### [WORK ITEM]
Retype all the entries word for word, but omit the pictures.

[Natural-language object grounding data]
=====

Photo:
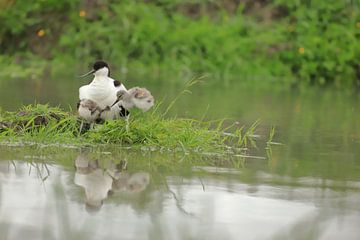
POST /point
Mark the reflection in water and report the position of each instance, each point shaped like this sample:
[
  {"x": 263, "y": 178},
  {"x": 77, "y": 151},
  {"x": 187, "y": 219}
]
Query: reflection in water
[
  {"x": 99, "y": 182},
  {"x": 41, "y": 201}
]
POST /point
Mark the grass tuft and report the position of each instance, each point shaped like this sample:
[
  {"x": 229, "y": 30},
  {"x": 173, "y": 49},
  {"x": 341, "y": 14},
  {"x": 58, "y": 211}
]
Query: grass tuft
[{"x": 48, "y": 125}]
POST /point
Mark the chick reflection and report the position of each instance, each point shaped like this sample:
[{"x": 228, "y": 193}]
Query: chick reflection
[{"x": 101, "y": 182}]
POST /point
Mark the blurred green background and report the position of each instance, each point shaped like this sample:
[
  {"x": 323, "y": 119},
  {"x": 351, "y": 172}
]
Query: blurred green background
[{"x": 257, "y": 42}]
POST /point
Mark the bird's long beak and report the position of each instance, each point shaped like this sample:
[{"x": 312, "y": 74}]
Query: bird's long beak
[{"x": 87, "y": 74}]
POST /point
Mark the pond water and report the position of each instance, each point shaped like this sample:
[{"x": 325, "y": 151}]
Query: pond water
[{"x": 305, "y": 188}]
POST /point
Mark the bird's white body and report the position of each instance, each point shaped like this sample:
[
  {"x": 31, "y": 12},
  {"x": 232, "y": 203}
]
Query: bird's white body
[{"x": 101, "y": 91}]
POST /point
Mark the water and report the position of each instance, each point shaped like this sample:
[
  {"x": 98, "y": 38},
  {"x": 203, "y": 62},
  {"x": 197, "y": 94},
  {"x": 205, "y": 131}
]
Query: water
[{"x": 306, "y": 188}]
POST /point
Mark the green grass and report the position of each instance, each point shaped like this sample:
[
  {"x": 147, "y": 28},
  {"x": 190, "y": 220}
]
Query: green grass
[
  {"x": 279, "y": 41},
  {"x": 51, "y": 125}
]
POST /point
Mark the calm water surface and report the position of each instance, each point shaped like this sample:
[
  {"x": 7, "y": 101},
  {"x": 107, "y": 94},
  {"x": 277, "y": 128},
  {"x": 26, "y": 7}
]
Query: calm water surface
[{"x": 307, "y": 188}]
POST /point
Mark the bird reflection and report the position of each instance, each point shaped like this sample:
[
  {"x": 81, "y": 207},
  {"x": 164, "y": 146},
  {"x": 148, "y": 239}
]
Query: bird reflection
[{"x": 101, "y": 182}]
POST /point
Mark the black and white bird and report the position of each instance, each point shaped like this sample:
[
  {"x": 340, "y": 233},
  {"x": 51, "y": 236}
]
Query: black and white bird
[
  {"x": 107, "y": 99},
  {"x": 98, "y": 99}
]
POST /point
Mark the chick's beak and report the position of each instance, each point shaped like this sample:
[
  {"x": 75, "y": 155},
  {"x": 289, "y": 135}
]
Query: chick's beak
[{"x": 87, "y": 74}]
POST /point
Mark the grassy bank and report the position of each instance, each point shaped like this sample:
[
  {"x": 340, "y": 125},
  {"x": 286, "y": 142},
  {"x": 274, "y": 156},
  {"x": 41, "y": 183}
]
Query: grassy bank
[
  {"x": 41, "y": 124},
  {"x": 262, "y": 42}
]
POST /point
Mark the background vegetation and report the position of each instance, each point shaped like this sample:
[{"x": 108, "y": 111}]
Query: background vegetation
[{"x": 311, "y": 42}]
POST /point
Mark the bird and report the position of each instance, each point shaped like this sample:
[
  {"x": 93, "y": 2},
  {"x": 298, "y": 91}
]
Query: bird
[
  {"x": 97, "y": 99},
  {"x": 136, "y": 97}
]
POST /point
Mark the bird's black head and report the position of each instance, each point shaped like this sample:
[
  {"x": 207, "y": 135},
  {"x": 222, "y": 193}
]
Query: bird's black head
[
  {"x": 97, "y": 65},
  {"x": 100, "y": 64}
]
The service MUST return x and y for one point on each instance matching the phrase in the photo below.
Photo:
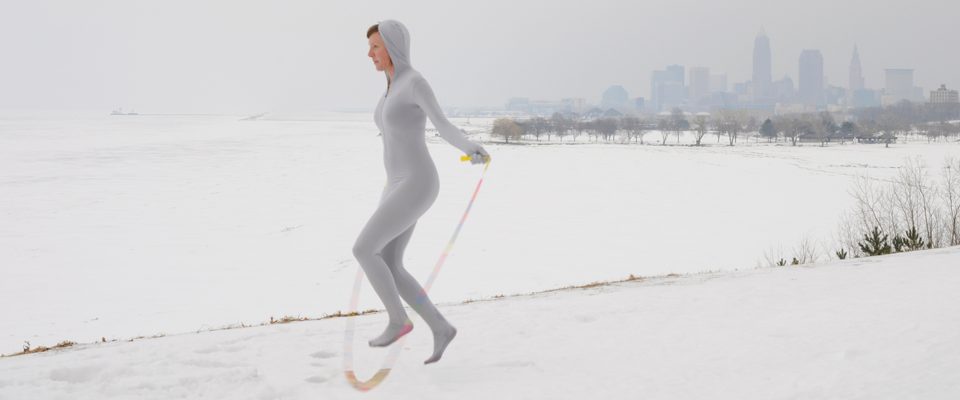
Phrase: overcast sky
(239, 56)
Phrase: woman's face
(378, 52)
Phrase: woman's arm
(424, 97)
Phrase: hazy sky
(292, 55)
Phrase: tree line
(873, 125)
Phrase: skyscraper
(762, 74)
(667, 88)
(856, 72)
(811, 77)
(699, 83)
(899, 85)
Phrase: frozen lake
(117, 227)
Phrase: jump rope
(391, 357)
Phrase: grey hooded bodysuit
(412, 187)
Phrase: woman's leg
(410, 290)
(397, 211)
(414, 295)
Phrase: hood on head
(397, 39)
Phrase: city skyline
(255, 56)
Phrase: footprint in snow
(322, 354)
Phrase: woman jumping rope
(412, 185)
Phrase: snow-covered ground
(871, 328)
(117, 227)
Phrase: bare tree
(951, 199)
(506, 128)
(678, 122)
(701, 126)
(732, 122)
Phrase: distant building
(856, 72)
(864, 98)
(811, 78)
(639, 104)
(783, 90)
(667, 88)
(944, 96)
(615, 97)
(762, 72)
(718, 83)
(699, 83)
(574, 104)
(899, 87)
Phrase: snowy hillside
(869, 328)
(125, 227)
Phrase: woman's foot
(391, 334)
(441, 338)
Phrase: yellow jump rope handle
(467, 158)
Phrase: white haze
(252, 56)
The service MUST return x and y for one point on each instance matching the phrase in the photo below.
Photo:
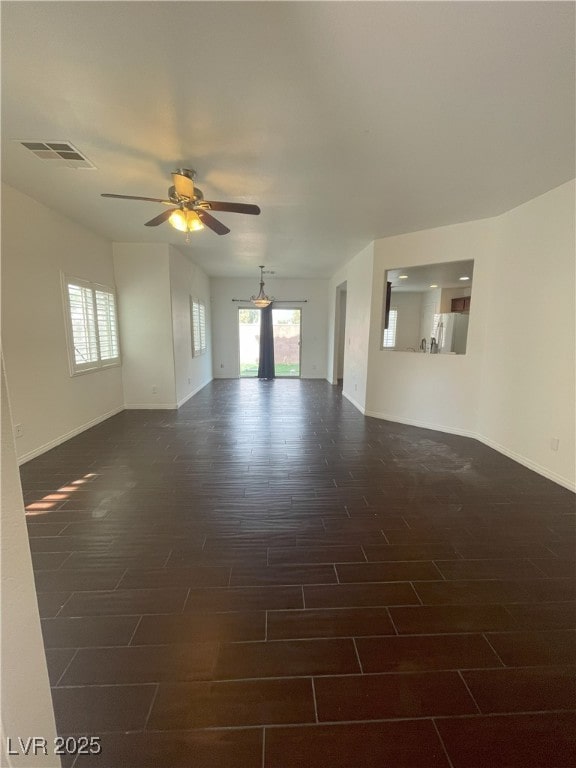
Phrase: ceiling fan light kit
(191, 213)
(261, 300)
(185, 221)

=====

### [ANSWER AREA]
Photo:
POST /point
Mark the reflection in water and report the position of each instance, each point shaped like this sample:
[
  {"x": 263, "y": 178},
  {"x": 77, "y": 151},
  {"x": 187, "y": 219}
]
Query: reflection in water
[
  {"x": 99, "y": 182},
  {"x": 41, "y": 201}
]
POST /point
Mark the grass tuft and report the position of each instance, each point shaped like this sample:
[
  {"x": 229, "y": 30},
  {"x": 173, "y": 49},
  {"x": 341, "y": 14},
  {"x": 58, "y": 211}
]
Query: grass tuft
[{"x": 48, "y": 125}]
POST /point
Mark the chick reflection and report the position of each instance, each point shaped like this sample:
[{"x": 228, "y": 193}]
Query: chick reflection
[{"x": 101, "y": 182}]
POST /point
Mark the blurred green background and report the position of each instance, each point shaped like this sample:
[
  {"x": 323, "y": 119},
  {"x": 351, "y": 172}
]
Query: blurred green background
[{"x": 257, "y": 42}]
POST /point
Mark the bird's long beak and report the position of each instance, each point shaped like this sample:
[{"x": 312, "y": 74}]
Query: bird's long beak
[{"x": 87, "y": 74}]
POST /point
Mark the pond water and report the position of each instance, each point shaped like this sample:
[{"x": 325, "y": 151}]
Query: pond water
[{"x": 305, "y": 188}]
POST /point
Mark the bird's white body and report the position of each instance, each point shaped like this sample:
[
  {"x": 31, "y": 12},
  {"x": 232, "y": 203}
]
Query: bird's white body
[{"x": 101, "y": 91}]
POST /point
Mark the water and report the position of each instance, each point shaped like this sample:
[
  {"x": 98, "y": 38},
  {"x": 203, "y": 62},
  {"x": 197, "y": 94},
  {"x": 205, "y": 131}
]
Query: water
[{"x": 306, "y": 188}]
POST /point
Mark the green grass and report the position of each instance, each point shaped like this sample:
[
  {"x": 147, "y": 28},
  {"x": 190, "y": 220}
]
Query: green grass
[
  {"x": 279, "y": 41},
  {"x": 51, "y": 125}
]
POST /point
Mark the calm water surface and report the position of each instance, each point shaped like this sample:
[
  {"x": 7, "y": 101},
  {"x": 107, "y": 94},
  {"x": 277, "y": 128},
  {"x": 26, "y": 7}
]
Query: calm water surface
[{"x": 307, "y": 188}]
POST /point
Mark the bird reflection and report the position of each instance, each point shaped like this sample:
[
  {"x": 81, "y": 207},
  {"x": 164, "y": 146},
  {"x": 148, "y": 239}
]
Query: bird reflection
[{"x": 101, "y": 182}]
POST /point
Mark the black and white bird and report the position of each instance, each point shaped like this sample:
[
  {"x": 340, "y": 233},
  {"x": 51, "y": 236}
]
Query: black and white bird
[
  {"x": 107, "y": 99},
  {"x": 98, "y": 99}
]
POST /point
Mark the chick's beak and report the position of each instance, each point shaped like this sample:
[
  {"x": 75, "y": 155},
  {"x": 289, "y": 135}
]
Query: chick's beak
[{"x": 87, "y": 74}]
POST /point
Mark the grassy bank and report the position of each instance, each point shaped like this sample:
[
  {"x": 340, "y": 125},
  {"x": 286, "y": 142},
  {"x": 274, "y": 156},
  {"x": 41, "y": 183}
]
Query: grassy bank
[
  {"x": 41, "y": 124},
  {"x": 262, "y": 42}
]
POST /point
Mark the background vegetation and report the position of each instance, each point shaped like this sample:
[{"x": 108, "y": 111}]
Query: background vegetation
[{"x": 311, "y": 42}]
POST /point
Mark the bird and report the position of each instance, each point shaped like this sample:
[
  {"x": 93, "y": 2},
  {"x": 298, "y": 91}
]
Query: bird
[
  {"x": 97, "y": 99},
  {"x": 136, "y": 97}
]
POST /point
Mark the bird's black head and report the position of each instance, each point shaped like this sample:
[
  {"x": 207, "y": 135},
  {"x": 222, "y": 193}
]
Query: bird's black head
[
  {"x": 97, "y": 65},
  {"x": 100, "y": 64}
]
The service MUST return x and y for one point on each instance matching the phrase in the photo below.
Photo:
Phrase: overcast sky
(239, 56)
Phrase: woman's face
(378, 52)
Phrase: woman's arm
(424, 97)
Phrase: hazy sky
(292, 55)
Phrase: tree line
(873, 125)
Phrase: skyscraper
(762, 74)
(667, 88)
(856, 72)
(811, 77)
(699, 83)
(899, 85)
Phrase: frozen lake
(117, 227)
Phrase: jump rope
(391, 357)
Phrase: grey hooded bodysuit
(412, 187)
Phrase: woman's leg
(410, 290)
(397, 211)
(414, 295)
Phrase: hood on head
(397, 39)
Phrase: city skyline
(255, 56)
Phrase: footprint in snow
(322, 354)
Phrase: woman jumping rope
(412, 185)
Phrase: snow-covered ground
(871, 328)
(117, 227)
Phrase: bare tree
(951, 199)
(506, 128)
(678, 122)
(701, 126)
(732, 122)
Phrase: distant building
(856, 72)
(864, 98)
(811, 78)
(639, 104)
(783, 90)
(667, 88)
(944, 96)
(615, 97)
(762, 72)
(718, 83)
(699, 83)
(574, 104)
(899, 87)
Phrase: snowy hillside
(869, 328)
(125, 227)
Phrase: woman's foot
(391, 334)
(441, 338)
Phrase: yellow jump rope handle
(467, 158)
Phrase: white haze
(252, 56)
The service MUST return x and y for one point on each instance matching the phrase in the photo below.
Photo:
Phrase: ceiling fan light kit
(191, 213)
(261, 300)
(185, 221)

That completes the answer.